* [AIM OF THE EXERCISE]
From the start of the material through the line that contains "Target: asphalt parking lot", swap "even-odd" for "nonzero" and give those lines again with nothing else changed.

* [DATA FOR THIS TASK]
□ □ □ □ □ □ □

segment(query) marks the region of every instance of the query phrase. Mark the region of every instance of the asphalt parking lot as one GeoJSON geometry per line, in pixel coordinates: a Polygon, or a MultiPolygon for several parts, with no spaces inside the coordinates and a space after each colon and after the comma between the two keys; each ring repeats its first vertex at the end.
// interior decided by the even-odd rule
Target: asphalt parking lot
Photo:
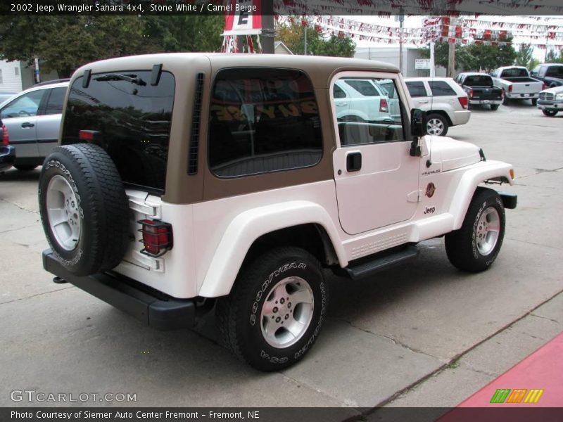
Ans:
{"type": "MultiPolygon", "coordinates": [[[[519,196],[486,273],[451,266],[442,239],[410,265],[331,276],[329,318],[298,365],[263,373],[218,345],[213,321],[159,332],[42,267],[39,171],[0,175],[0,406],[11,392],[135,393],[142,407],[455,406],[563,331],[563,115],[529,103],[476,109],[448,136],[514,165],[519,196]]],[[[42,403],[65,405],[68,403],[42,403]]],[[[563,404],[563,402],[562,402],[563,404]]]]}

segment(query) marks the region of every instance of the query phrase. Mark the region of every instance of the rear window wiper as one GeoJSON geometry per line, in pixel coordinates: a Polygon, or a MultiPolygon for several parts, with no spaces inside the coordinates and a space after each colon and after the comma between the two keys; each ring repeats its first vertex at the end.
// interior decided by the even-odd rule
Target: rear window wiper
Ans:
{"type": "Polygon", "coordinates": [[[144,82],[140,77],[137,77],[137,75],[132,74],[121,75],[120,73],[109,73],[108,75],[104,75],[103,76],[95,77],[94,79],[96,81],[127,81],[128,82],[131,82],[132,84],[135,84],[141,87],[144,87],[146,85],[146,82],[144,82]]]}

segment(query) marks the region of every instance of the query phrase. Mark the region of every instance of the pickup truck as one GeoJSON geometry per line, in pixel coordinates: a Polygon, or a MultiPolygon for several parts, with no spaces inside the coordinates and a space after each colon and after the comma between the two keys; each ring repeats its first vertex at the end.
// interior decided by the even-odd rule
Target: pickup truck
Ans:
{"type": "Polygon", "coordinates": [[[495,110],[502,102],[504,91],[495,87],[493,78],[485,73],[460,73],[454,79],[467,93],[469,105],[488,104],[495,110]]]}
{"type": "Polygon", "coordinates": [[[563,63],[542,63],[536,66],[530,75],[543,82],[549,88],[563,85],[563,63]]]}
{"type": "Polygon", "coordinates": [[[545,89],[543,82],[530,77],[524,66],[499,68],[491,72],[491,76],[495,85],[505,90],[505,106],[510,100],[531,100],[532,106],[536,106],[540,91],[545,89]]]}

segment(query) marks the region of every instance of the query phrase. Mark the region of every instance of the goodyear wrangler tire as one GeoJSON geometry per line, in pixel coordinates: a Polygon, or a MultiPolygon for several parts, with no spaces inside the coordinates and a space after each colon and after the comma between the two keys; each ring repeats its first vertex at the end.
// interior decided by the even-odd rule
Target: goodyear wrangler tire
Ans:
{"type": "Polygon", "coordinates": [[[77,276],[111,269],[129,242],[129,207],[115,165],[101,148],[56,148],[39,186],[41,220],[53,252],[77,276]]]}
{"type": "Polygon", "coordinates": [[[445,235],[448,259],[463,271],[484,271],[498,255],[504,236],[502,200],[493,189],[477,188],[461,228],[445,235]]]}
{"type": "Polygon", "coordinates": [[[225,345],[261,371],[296,363],[320,332],[328,289],[318,261],[297,248],[273,250],[243,268],[217,304],[225,345]]]}

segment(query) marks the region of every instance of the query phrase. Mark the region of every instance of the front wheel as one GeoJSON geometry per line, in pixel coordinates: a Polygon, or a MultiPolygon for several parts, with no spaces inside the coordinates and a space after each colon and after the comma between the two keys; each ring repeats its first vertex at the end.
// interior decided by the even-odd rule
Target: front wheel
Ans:
{"type": "Polygon", "coordinates": [[[328,289],[318,261],[297,248],[258,257],[217,304],[227,347],[261,371],[277,371],[303,357],[326,318],[328,289]]]}
{"type": "Polygon", "coordinates": [[[448,133],[448,120],[439,114],[431,114],[426,120],[426,133],[429,135],[445,136],[448,133]]]}
{"type": "Polygon", "coordinates": [[[504,236],[502,200],[493,189],[477,188],[461,228],[445,235],[448,259],[463,271],[484,271],[496,259],[504,236]]]}

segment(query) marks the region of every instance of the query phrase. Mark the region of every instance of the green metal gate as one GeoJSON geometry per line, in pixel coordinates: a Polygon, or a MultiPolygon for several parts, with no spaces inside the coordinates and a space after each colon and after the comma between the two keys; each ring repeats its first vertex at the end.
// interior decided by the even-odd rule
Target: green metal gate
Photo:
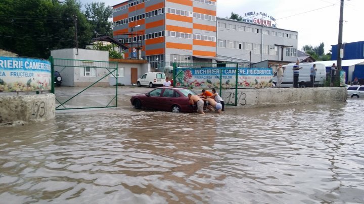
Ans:
{"type": "MultiPolygon", "coordinates": [[[[221,96],[222,89],[235,89],[235,96],[238,95],[238,82],[239,64],[236,62],[218,63],[174,63],[173,83],[174,86],[194,88],[215,88],[219,90],[221,96]],[[226,73],[234,73],[227,75],[226,73]],[[204,80],[193,81],[195,75],[201,77],[209,77],[204,80]],[[234,79],[235,78],[235,79],[234,79]],[[192,79],[192,80],[191,80],[192,79]]],[[[195,77],[196,78],[196,77],[195,77]]],[[[200,78],[202,79],[202,78],[200,78]]],[[[238,98],[235,97],[235,102],[225,104],[226,105],[237,106],[238,98]]]]}
{"type": "Polygon", "coordinates": [[[117,107],[117,62],[52,56],[50,61],[56,110],[117,107]],[[55,88],[55,71],[62,78],[60,87],[55,88]],[[110,86],[110,77],[116,79],[116,86],[110,86]]]}

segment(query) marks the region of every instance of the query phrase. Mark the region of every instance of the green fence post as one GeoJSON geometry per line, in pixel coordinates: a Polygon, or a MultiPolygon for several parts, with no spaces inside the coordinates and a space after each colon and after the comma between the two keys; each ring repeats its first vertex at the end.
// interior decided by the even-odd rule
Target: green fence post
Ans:
{"type": "Polygon", "coordinates": [[[172,84],[173,87],[175,87],[175,84],[176,84],[176,81],[175,81],[175,77],[176,77],[176,72],[177,71],[177,63],[176,62],[173,62],[173,84],[172,84]]]}
{"type": "Polygon", "coordinates": [[[49,58],[51,62],[51,93],[54,94],[54,60],[53,57],[51,56],[49,58]]]}
{"type": "Polygon", "coordinates": [[[236,64],[236,73],[235,76],[235,106],[238,106],[238,74],[239,74],[239,65],[236,64]]]}
{"type": "MultiPolygon", "coordinates": [[[[109,64],[109,66],[110,66],[110,64],[109,64]]],[[[118,63],[116,63],[116,74],[115,75],[115,76],[116,77],[116,103],[115,103],[115,106],[116,106],[117,107],[117,90],[118,90],[118,89],[119,88],[119,86],[118,86],[119,85],[118,84],[118,81],[117,81],[117,80],[118,80],[118,74],[119,73],[118,73],[118,63]]],[[[115,70],[114,70],[114,72],[115,72],[115,70]]]]}

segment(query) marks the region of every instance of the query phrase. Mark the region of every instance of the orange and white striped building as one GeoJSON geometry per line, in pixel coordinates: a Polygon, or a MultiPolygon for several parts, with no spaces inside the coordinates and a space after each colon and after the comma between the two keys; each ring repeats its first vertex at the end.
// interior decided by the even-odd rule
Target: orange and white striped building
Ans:
{"type": "Polygon", "coordinates": [[[125,58],[138,45],[155,68],[216,57],[216,0],[129,0],[113,9],[114,38],[130,45],[125,58]]]}

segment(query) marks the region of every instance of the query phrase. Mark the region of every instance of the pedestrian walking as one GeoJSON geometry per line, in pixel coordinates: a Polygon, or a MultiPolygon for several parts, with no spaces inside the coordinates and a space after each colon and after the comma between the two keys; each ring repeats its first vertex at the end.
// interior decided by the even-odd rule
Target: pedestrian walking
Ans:
{"type": "Polygon", "coordinates": [[[215,101],[220,103],[222,105],[221,111],[223,111],[224,107],[225,107],[225,102],[224,102],[223,100],[222,100],[222,98],[221,98],[218,93],[216,93],[215,89],[212,89],[211,91],[212,91],[212,96],[211,98],[215,99],[215,101]]]}
{"type": "Polygon", "coordinates": [[[297,62],[293,65],[293,87],[298,88],[298,79],[299,78],[299,70],[302,67],[299,67],[299,60],[297,60],[297,62]]]}
{"type": "Polygon", "coordinates": [[[330,86],[334,86],[334,82],[335,81],[335,77],[336,75],[336,70],[337,70],[338,68],[337,66],[336,66],[336,65],[335,63],[333,63],[333,65],[331,66],[331,78],[330,78],[330,86]]]}
{"type": "Polygon", "coordinates": [[[278,65],[278,68],[277,70],[277,83],[276,87],[277,88],[282,87],[282,82],[283,80],[283,74],[284,74],[284,69],[285,67],[282,67],[282,64],[278,65]]]}

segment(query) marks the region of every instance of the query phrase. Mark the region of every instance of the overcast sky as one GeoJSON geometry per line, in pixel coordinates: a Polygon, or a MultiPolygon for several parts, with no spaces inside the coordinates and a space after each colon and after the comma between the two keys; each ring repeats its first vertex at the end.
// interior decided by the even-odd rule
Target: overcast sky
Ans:
{"type": "MultiPolygon", "coordinates": [[[[80,0],[84,4],[104,2],[113,6],[125,0],[80,0]]],[[[152,0],[153,1],[153,0],[152,0]]],[[[337,44],[340,0],[217,0],[217,17],[231,12],[243,16],[250,12],[264,12],[277,19],[279,28],[299,32],[298,49],[303,46],[325,45],[325,52],[337,44]]],[[[364,0],[344,0],[343,42],[364,40],[364,0]]]]}

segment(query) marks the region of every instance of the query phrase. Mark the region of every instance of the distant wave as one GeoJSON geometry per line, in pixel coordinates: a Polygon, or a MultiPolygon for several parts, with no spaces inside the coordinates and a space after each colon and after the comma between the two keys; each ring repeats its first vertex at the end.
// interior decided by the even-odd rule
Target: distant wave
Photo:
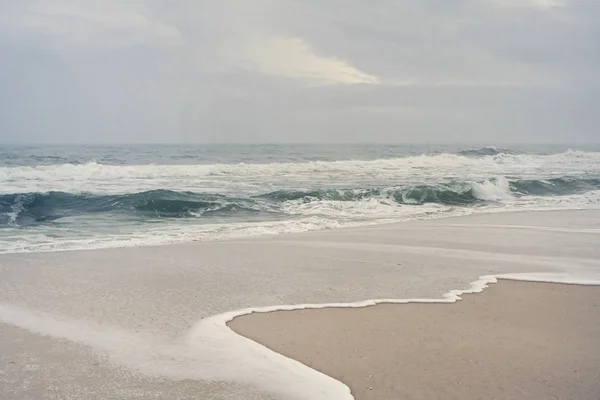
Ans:
{"type": "Polygon", "coordinates": [[[277,190],[251,197],[151,190],[122,195],[65,192],[0,195],[0,226],[30,226],[65,217],[116,214],[124,218],[201,218],[287,214],[290,205],[385,200],[397,205],[472,206],[523,196],[556,196],[600,189],[600,179],[456,181],[389,188],[277,190]]]}
{"type": "Polygon", "coordinates": [[[462,150],[462,151],[459,151],[457,154],[459,154],[461,156],[465,156],[465,157],[483,157],[483,156],[496,156],[498,154],[516,155],[516,154],[521,154],[521,152],[510,149],[508,147],[486,146],[486,147],[462,150]]]}

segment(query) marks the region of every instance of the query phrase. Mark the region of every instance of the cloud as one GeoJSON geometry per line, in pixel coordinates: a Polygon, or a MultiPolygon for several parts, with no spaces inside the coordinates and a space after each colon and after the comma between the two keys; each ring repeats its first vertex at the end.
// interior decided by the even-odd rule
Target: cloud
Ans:
{"type": "Polygon", "coordinates": [[[244,65],[260,72],[320,84],[377,84],[379,78],[336,59],[317,55],[301,38],[254,40],[241,50],[244,65]]]}
{"type": "Polygon", "coordinates": [[[0,25],[13,36],[55,47],[181,45],[181,33],[133,4],[103,1],[30,1],[4,10],[0,25]]]}
{"type": "Polygon", "coordinates": [[[0,141],[597,140],[599,21],[589,0],[0,0],[0,141]]]}
{"type": "Polygon", "coordinates": [[[539,9],[551,9],[565,7],[569,0],[492,0],[498,6],[505,7],[533,7],[539,9]]]}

□ □ □ □ □ □ □

* [WORKED SOLUTION]
segment(query) marks the region of every instance of the query phrase. Mark the region of every instance of the asphalt parking lot as one GeoJSON geometry per line, in pixel coordinates: a Polygon, or a MultiPolygon for several parts, with no spaces inside the coordinates and a space after each colon and after the comma between the two keys; each ring repeats its first vertex at the end.
// interior decided by the nonzero rule
Target: asphalt parking lot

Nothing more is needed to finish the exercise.